TEXTO DO DOCUMENTO:

□ □ □ □

Era uma daquelas discussões como a do ovo e a galinha. Não levam a nada, salvo se há, por ali, algum tropeção... linguístico. É o que aqui nos conta o autor em mais uma crónica na sua coluna “Prof. Ferrão”, no semanário angolano Nova Gazeta, do dia 14/08/2014.
Quase que nunca intervenho nesse tipo de discussões, porque parecem intermináveis. Tentar, por exemplo, convencer o céptico do meu vizinho de que o ovo surgiu primeiro que a galinha é como querer convencer o Nandinho de que existimos graças a um ser divino, que está no meio de nós, e que nos quer ver bem e felizes, mas que deixa tudo a nossa conta e risco.
O meu vizinho, à semelhança do Nandinho, defende que «quem nasce cuida» (perceba-se que nascer aqui tem valor de «gerar», «ter filhos»), ou seja, que tem filhos nunca os deixa sofrer.
Um outro, de uma certa igreja, defende que, por muito amor que sintamos por eles, os filhos, há coisas que não temos como impedir que eles façam. «Eles crescem, aprendem sobre o mundo à sua volta, tomam consciência e rumo próprios e nem sempre, por mais errados que estejam, conseguimos convencê-los de que aquele é o caminho certo ou errado», argumenta.
«Porque há então guerras e milhares de pessoas a perderem a vida de forma leviana? Porque não impedem as crianças de morrerem de fome, de serem violadas e maltratadas? Se Ele existe mesmo como dizes, por que adoencemos», questiona o meu vizinho.
E a conversa durou horas e horas e, como já esperava, a conversa não teve fim. Por isso é que prefiro abster-me de discussões como a do ovo e a galinha.
Não sei a que temos de dar (essas) graças, mas deve haver alguém/alguma coisa que não nos permite ‘adoencer’. Quem sabe daqui a alguns tempos, com o evoluir das coisas e com as mudanças a que as línguas estão sujeitas, venhamos a ter um novo verbo, possa derivar directamente de ‘doença’.
Mas não é o caso por agora. A palavra (o verbo) correcta é adoecer (do latim addollescĕre) que significa «tornar ou ficar doente», apesar de ter na sua base de significado a palavra doença (ou doente).
Esta é, sem dúvida, uma pergunta que muitos cépticos, como Nandinho, querem ver respondida: «Se Ele existe, porque adoecemos?
texto publicado no semanário luandense Nova Gazeta, no dia 14 de agosto de 2014, na coluna do autor, Professor Ferrão. Manteve-se a grafia anterior ao Acordo Ortográfico, seguida ainda em Angola.

□ □ □ □

LINHAS FORNECIDAS:
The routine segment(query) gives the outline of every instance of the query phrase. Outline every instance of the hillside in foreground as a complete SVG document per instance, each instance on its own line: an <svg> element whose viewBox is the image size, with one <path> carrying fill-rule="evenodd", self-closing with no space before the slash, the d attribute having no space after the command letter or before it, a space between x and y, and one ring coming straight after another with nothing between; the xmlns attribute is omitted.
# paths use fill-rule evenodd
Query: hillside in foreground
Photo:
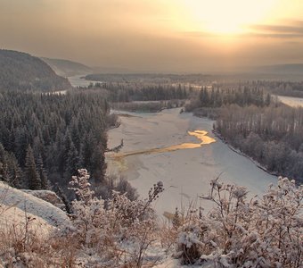
<svg viewBox="0 0 303 268"><path fill-rule="evenodd" d="M53 91L71 88L45 62L26 53L0 49L0 91Z"/></svg>

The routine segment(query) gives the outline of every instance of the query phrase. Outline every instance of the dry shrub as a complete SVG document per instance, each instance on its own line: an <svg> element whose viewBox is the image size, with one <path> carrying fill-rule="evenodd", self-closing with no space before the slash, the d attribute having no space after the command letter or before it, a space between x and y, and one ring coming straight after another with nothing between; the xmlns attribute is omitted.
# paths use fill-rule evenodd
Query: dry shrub
<svg viewBox="0 0 303 268"><path fill-rule="evenodd" d="M303 188L279 178L260 200L246 200L242 187L213 180L216 205L207 215L192 210L179 228L184 264L217 267L299 268L303 263Z"/></svg>

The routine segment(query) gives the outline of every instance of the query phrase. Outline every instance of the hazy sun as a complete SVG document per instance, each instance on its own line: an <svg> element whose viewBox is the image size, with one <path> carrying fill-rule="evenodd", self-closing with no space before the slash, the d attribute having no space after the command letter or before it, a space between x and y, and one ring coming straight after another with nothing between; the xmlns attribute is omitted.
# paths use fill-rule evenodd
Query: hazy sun
<svg viewBox="0 0 303 268"><path fill-rule="evenodd" d="M250 24L265 23L276 0L187 0L196 29L214 34L245 32Z"/></svg>

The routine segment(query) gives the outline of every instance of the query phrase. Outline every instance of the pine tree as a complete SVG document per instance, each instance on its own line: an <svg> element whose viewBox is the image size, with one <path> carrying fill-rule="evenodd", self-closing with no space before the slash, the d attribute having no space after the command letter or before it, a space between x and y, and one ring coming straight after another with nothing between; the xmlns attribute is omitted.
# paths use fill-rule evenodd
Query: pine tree
<svg viewBox="0 0 303 268"><path fill-rule="evenodd" d="M38 175L40 177L41 180L41 188L43 189L48 189L50 188L49 181L47 179L46 172L44 168L43 164L43 159L41 155L39 154L37 160L37 171L38 172Z"/></svg>
<svg viewBox="0 0 303 268"><path fill-rule="evenodd" d="M27 149L24 171L25 179L28 181L29 188L32 190L41 189L41 180L36 170L34 153L30 146L29 146Z"/></svg>

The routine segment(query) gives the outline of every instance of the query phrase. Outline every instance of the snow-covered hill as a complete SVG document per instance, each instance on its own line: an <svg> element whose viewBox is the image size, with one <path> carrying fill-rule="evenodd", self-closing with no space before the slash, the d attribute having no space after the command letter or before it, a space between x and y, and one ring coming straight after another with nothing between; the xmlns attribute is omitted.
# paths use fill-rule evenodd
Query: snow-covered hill
<svg viewBox="0 0 303 268"><path fill-rule="evenodd" d="M70 223L66 213L60 208L0 182L0 222L24 222L24 213L35 217L36 222L53 227L61 228Z"/></svg>

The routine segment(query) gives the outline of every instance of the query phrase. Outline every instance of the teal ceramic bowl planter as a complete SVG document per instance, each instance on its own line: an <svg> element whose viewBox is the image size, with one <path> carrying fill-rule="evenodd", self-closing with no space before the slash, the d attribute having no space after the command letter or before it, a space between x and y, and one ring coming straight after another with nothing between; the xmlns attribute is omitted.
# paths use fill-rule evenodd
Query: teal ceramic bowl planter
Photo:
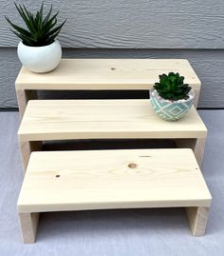
<svg viewBox="0 0 224 256"><path fill-rule="evenodd" d="M156 89L150 90L150 99L154 111L166 121L177 121L182 118L194 103L195 93L191 89L187 100L170 101L161 98Z"/></svg>

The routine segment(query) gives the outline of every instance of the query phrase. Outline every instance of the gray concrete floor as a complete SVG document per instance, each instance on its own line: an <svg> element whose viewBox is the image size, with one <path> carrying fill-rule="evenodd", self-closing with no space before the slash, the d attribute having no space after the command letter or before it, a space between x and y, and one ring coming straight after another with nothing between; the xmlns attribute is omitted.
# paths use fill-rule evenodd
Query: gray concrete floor
<svg viewBox="0 0 224 256"><path fill-rule="evenodd" d="M23 245L16 201L23 174L17 112L0 112L0 255L224 255L224 110L200 110L209 137L202 167L213 204L207 233L192 237L182 208L45 213Z"/></svg>

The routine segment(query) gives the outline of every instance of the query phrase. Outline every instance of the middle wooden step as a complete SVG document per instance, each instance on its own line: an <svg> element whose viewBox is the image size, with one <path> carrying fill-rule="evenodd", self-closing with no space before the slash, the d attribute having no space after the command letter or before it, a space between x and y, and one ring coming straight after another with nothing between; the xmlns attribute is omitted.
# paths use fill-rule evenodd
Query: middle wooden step
<svg viewBox="0 0 224 256"><path fill-rule="evenodd" d="M32 100L18 134L26 167L29 151L37 148L33 142L178 138L188 139L184 148L195 150L207 129L194 107L183 119L166 122L154 112L150 100Z"/></svg>

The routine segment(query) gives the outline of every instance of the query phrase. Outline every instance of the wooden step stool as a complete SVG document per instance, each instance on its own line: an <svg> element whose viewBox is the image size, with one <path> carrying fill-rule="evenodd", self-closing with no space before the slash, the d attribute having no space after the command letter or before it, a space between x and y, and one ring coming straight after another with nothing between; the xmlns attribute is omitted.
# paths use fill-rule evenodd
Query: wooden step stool
<svg viewBox="0 0 224 256"><path fill-rule="evenodd" d="M186 207L204 234L211 195L191 149L33 152L18 200L25 243L47 211Z"/></svg>
<svg viewBox="0 0 224 256"><path fill-rule="evenodd" d="M196 108L200 81L186 60L62 60L47 74L22 68L18 136L25 171L28 167L18 210L25 243L34 242L40 212L89 208L184 207L193 234L204 233L211 195L191 149L32 152L46 141L173 139L200 165L207 129L195 108L166 122L148 99L37 100L37 90L148 90L169 71L185 76Z"/></svg>

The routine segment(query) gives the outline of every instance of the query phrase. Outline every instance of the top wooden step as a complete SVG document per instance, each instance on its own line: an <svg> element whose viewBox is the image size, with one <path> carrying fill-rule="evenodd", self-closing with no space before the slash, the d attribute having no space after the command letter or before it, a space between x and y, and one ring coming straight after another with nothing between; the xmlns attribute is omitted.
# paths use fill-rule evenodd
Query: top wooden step
<svg viewBox="0 0 224 256"><path fill-rule="evenodd" d="M20 141L131 138L205 138L193 107L181 120L167 122L150 100L32 100L18 131Z"/></svg>
<svg viewBox="0 0 224 256"><path fill-rule="evenodd" d="M52 72L21 69L16 89L149 89L159 74L179 72L196 91L200 81L183 59L63 59Z"/></svg>

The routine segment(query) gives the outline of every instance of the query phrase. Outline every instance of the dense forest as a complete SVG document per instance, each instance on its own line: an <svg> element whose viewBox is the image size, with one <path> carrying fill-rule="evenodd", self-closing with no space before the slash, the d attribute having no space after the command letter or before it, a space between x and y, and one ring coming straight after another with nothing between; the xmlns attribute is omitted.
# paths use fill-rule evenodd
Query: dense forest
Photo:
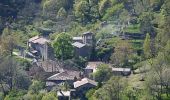
<svg viewBox="0 0 170 100"><path fill-rule="evenodd" d="M84 32L93 33L91 51L77 57L72 38ZM170 0L0 0L0 100L56 100L72 89L64 82L48 90L55 73L18 55L34 36L51 41L52 60L63 66L83 72L103 63L90 74L98 85L73 100L170 100ZM131 74L112 75L110 66Z"/></svg>

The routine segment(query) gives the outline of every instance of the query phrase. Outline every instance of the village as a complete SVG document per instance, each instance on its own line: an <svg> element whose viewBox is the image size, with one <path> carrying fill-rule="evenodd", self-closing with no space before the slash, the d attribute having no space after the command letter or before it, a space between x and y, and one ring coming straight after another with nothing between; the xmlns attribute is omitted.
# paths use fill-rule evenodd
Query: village
<svg viewBox="0 0 170 100"><path fill-rule="evenodd" d="M94 33L85 32L82 36L73 37L72 46L74 48L75 57L89 58L92 48L95 44ZM82 70L64 64L61 60L57 60L54 56L54 50L48 37L34 36L27 42L27 52L20 51L19 57L23 59L31 59L32 66L29 69L29 75L46 74L46 89L52 90L54 87L61 87L67 84L65 90L58 89L58 100L72 100L72 98L84 98L85 93L98 86L98 82L92 76L98 67L106 64L111 68L113 76L129 76L131 68L120 68L103 61L87 61L85 68Z"/></svg>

□ □ □ □

INSTRUÇÕES:
(a) Segundo a crónica, de que palavra latina vem o verbo adoecer?
(b) Transcreva da crónica o trecho que vai de “E a conversa” até “doença (ou doente).”, inclusive.
Responda apenas com base na crónica.

RESULTADOS POR ORDEM:
(a) Do latim addollescĕre.

(b)
E a conversa durou horas e horas e, como já esperava, a conversa não teve fim. Por isso é que prefiro abster-me de discussões como a do ovo e a galinha.
Não sei a que temos de dar (essas) graças, mas deve haver alguém/alguma coisa que não nos permite ‘adoencer’. Quem sabe daqui a alguns tempos, com o evoluir das coisas e com as mudanças a que as línguas estão sujeitas, venhamos a ter um novo verbo, possa derivar directamente de ‘doença’.
Mas não é o caso por agora. A palavra (o verbo) correcta é adoecer (do latim addollescĕre) que significa «tornar ou ficar doente», apesar de ter na sua base de significado a palavra doença (ou doente).